Pointing entries for labeled objects:
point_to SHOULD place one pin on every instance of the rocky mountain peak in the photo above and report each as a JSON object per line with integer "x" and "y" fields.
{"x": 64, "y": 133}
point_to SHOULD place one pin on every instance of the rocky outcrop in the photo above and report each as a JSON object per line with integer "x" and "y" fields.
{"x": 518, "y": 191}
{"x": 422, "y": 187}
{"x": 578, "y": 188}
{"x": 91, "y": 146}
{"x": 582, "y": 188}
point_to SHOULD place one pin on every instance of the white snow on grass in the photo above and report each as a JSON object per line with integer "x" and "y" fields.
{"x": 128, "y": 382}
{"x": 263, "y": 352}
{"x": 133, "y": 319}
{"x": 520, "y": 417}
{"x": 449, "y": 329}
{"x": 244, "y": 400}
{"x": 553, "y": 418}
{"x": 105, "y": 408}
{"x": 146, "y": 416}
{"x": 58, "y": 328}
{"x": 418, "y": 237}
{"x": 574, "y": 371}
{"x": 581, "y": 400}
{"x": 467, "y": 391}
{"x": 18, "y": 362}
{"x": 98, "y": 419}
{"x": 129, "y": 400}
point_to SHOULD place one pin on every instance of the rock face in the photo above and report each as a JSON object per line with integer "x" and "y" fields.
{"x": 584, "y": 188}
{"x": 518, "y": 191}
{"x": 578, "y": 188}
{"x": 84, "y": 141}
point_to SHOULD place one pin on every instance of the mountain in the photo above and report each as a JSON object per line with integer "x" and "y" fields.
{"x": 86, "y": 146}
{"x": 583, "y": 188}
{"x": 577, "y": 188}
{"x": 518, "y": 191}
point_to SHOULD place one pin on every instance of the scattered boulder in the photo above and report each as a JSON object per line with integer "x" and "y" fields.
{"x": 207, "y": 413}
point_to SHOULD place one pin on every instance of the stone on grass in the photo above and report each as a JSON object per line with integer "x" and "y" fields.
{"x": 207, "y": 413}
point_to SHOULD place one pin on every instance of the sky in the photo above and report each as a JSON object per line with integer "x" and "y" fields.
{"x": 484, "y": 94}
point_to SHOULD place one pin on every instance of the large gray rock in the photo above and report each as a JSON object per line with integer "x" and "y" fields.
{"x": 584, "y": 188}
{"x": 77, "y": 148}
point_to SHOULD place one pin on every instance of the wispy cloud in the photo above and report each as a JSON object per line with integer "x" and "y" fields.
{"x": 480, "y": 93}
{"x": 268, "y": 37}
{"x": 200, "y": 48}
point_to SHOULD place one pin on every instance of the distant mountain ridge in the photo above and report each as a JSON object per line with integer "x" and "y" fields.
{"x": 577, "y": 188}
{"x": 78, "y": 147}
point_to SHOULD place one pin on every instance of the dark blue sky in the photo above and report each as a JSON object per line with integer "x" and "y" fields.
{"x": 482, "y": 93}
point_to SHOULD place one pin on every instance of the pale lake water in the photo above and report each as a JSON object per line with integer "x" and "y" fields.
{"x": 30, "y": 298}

---

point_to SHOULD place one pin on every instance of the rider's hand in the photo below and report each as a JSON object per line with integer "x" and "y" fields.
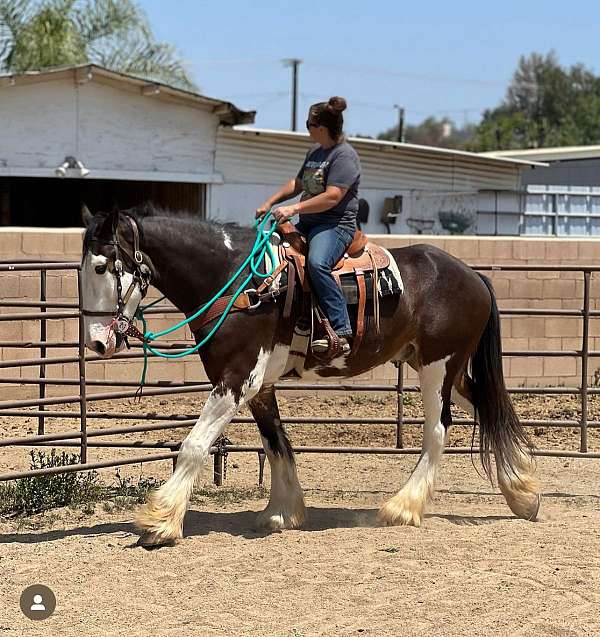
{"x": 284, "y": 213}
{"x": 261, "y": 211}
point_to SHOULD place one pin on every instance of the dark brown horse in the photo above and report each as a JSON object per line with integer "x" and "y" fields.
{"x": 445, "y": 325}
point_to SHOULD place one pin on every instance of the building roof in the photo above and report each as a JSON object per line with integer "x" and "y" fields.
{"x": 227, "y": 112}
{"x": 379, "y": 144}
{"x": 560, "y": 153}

## EXERCISE PROMPT
How many lines in the material above contain the string "grass"? Case counts. Reply with the number only.

## THE RESPONSE
2